# [Work to complete]
Retype each of the following entries without changing anything.

Excerpts from point annotation data

* * * * *

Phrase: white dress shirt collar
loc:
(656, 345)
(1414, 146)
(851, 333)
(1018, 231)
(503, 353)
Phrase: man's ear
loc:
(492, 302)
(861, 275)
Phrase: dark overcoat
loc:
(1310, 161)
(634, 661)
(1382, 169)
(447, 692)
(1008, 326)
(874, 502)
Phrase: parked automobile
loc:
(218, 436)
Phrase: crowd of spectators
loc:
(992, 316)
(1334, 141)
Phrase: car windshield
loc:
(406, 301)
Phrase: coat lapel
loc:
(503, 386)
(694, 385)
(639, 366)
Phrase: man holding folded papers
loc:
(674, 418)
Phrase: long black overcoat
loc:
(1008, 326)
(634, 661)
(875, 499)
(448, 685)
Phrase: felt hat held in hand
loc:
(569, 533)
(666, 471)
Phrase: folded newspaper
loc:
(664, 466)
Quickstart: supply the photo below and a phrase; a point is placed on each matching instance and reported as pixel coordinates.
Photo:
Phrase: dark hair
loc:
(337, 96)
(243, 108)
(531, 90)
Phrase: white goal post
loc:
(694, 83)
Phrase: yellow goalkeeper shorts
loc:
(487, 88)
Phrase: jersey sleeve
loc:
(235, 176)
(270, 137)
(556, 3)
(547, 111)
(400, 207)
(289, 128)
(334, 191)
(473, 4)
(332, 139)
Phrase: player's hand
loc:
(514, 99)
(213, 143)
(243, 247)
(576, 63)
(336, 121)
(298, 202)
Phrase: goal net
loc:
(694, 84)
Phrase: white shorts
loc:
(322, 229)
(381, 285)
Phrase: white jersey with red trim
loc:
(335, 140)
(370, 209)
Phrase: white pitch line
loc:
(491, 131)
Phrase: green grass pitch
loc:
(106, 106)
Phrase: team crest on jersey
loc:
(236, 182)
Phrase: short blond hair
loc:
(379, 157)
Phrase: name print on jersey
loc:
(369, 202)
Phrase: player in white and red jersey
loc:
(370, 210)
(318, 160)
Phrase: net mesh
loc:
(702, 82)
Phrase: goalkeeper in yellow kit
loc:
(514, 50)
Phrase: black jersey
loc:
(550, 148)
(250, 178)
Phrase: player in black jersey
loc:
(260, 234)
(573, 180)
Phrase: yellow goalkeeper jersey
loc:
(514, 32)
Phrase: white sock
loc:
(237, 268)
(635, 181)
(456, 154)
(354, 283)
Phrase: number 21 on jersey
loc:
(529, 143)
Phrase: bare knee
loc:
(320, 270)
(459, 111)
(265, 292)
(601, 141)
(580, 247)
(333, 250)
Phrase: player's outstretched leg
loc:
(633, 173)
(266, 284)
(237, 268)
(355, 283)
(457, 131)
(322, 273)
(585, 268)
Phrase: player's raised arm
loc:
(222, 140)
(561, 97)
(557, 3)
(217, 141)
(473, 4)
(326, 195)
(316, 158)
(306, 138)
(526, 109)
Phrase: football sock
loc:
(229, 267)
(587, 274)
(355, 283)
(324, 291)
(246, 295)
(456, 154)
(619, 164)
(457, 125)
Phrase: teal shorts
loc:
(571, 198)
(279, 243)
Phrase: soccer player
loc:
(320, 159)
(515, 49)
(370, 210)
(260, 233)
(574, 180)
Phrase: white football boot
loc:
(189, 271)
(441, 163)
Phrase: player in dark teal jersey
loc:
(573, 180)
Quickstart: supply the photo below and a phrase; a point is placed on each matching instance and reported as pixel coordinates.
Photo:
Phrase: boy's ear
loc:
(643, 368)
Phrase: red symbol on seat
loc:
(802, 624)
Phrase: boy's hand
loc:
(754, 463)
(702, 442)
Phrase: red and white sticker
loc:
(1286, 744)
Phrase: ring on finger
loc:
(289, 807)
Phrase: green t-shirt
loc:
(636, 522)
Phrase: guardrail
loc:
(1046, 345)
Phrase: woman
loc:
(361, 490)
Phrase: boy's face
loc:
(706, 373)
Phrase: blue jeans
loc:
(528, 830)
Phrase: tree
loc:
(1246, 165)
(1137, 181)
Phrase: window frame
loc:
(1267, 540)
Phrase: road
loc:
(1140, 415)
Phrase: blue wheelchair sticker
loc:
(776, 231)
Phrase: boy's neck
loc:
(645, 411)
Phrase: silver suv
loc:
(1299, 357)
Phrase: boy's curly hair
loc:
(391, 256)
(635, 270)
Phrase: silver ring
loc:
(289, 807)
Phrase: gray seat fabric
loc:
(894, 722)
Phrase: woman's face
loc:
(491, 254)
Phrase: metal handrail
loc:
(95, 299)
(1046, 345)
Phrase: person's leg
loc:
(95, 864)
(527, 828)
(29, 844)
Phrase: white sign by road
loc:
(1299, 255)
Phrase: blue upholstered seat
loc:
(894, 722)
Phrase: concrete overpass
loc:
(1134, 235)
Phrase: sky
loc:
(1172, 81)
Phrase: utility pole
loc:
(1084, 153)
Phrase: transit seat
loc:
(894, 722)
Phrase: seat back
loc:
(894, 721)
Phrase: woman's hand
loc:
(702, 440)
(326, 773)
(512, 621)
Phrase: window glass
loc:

* * * * *

# [Output below]
Phrase: white dress shirt collar
loc:
(656, 345)
(1414, 146)
(851, 333)
(1018, 231)
(503, 353)
Phrase: man's ear
loc:
(492, 302)
(861, 275)
Phrase: dark overcoat
loc:
(1310, 161)
(634, 661)
(1382, 169)
(447, 692)
(1008, 326)
(874, 502)
Phrase: parked automobile
loc:
(218, 436)
Phrase: crowd of spectators
loc:
(992, 316)
(1334, 141)
Phrase: car windshield
loc:
(406, 301)
Phrase: coat lapel
loc:
(503, 386)
(694, 385)
(639, 366)
Phrase: man holding folded papers
loc:
(674, 418)
Phrase: long black overcoat
loc:
(1008, 326)
(634, 661)
(875, 499)
(448, 685)
Phrase: felt hat held in hand
loc:
(569, 533)
(666, 471)
Phrase: folded newspaper
loc:
(664, 466)
Quickstart: supply the photo below and a phrase; a point is placed on each matching instance and reported as pixel coordinates.
Photo:
Phrase: dark hair
loc:
(337, 96)
(243, 108)
(531, 90)
Phrase: white goal post
loc:
(694, 83)
Phrase: yellow goalkeeper shorts
loc:
(487, 88)
Phrase: jersey sleeve
loc:
(235, 176)
(270, 137)
(556, 3)
(547, 111)
(400, 207)
(289, 128)
(334, 191)
(473, 4)
(332, 139)
Phrase: player's hand
loc:
(514, 99)
(213, 143)
(243, 247)
(576, 63)
(336, 121)
(298, 202)
Phrase: goal net
loc:
(694, 84)
Phrase: white shorts
loc:
(322, 229)
(381, 285)
Phrase: white jersey with red trim
loc:
(335, 140)
(370, 209)
Phrase: white pitch line
loc:
(491, 131)
Phrase: green grass pitch
loc:
(106, 106)
Phrase: team crest on jersey
loc:
(236, 182)
Phrase: short blond hair
loc:
(379, 157)
Phrase: name print on jersey
loc:
(369, 202)
Phrase: player in white and red jersey
loc:
(370, 210)
(318, 160)
Phrase: net mesh
loc:
(702, 82)
Phrase: goalkeeper in yellow kit
loc:
(514, 50)
Phrase: black jersey
loc:
(550, 148)
(250, 178)
Phrase: player in black jersey
loc:
(260, 234)
(573, 180)
Phrase: yellow goalkeeper jersey
loc:
(514, 32)
Phrase: white sock
loc:
(237, 268)
(635, 181)
(456, 154)
(354, 283)
Phrase: number 21 on jersey
loc:
(529, 143)
Phrase: bare knee
loc:
(320, 270)
(459, 111)
(265, 292)
(601, 141)
(580, 247)
(333, 250)
Phrase: player's outstretched leg
loc:
(633, 173)
(266, 284)
(237, 268)
(355, 283)
(457, 131)
(322, 273)
(585, 268)
Phrase: player's raised arm
loc:
(222, 140)
(561, 97)
(557, 3)
(217, 141)
(473, 4)
(326, 195)
(316, 158)
(306, 138)
(526, 109)
Phrase: football sock
loc:
(229, 267)
(587, 274)
(355, 283)
(324, 291)
(246, 295)
(456, 154)
(619, 164)
(457, 125)
Phrase: teal shorts
loc:
(571, 198)
(279, 243)
Phrase: soccer player
loc:
(320, 159)
(515, 49)
(370, 210)
(260, 233)
(574, 180)
Phrase: white football boot
loc:
(189, 271)
(441, 163)
Phrase: player in dark teal jersey
loc:
(573, 180)
Quickstart: supply the photo below and a phrase; a point is placed on each matching instance and reported as pixel coordinates.
Photo:
Phrase: boy's ear
loc:
(643, 368)
Phrase: red symbol on seat
loc:
(802, 624)
Phrase: boy's hand
loc:
(754, 463)
(702, 442)
Phrase: red and white sticker
loc:
(1286, 744)
Phrase: ring on finger
loc:
(289, 807)
Phrase: green t-shirt
loc:
(636, 522)
Phrase: guardrail
loc:
(1046, 345)
Phrase: woman
loc:
(361, 490)
Phrase: boy's face
loc:
(706, 373)
Phrase: blue jeans
loc:
(528, 830)
Phrase: tree
loc:
(1246, 165)
(1137, 181)
Phrase: window frame
loc:
(1267, 540)
Phrase: road
loc:
(1140, 415)
Phrase: blue wheelchair sticker
loc:
(776, 231)
Phrase: boy's neck
loc:
(645, 411)
Phrase: silver suv
loc:
(1299, 357)
Phrase: boy's curly hair
loc:
(391, 256)
(635, 270)
Phrase: silver ring
loc:
(289, 807)
Phrase: gray seat fabric
loc:
(894, 722)
Phrase: woman's face
loc:
(491, 254)
Phrase: metal handrail
loc:
(95, 299)
(1046, 345)
Phrase: person's leg
loc:
(95, 864)
(527, 828)
(29, 844)
Phrase: white sign by road
loc:
(1299, 255)
Phrase: blue upholstered seat
loc:
(894, 722)
Phrase: concrete overpass
loc:
(1134, 235)
Phrase: sky
loc:
(1172, 81)
Phrase: utility pole
loc:
(1084, 153)
Phrase: transit seat
loc:
(894, 722)
Phrase: seat back
loc:
(894, 721)
Phrase: woman's hand
loc:
(702, 440)
(326, 773)
(512, 621)
Phrase: window glass
loc:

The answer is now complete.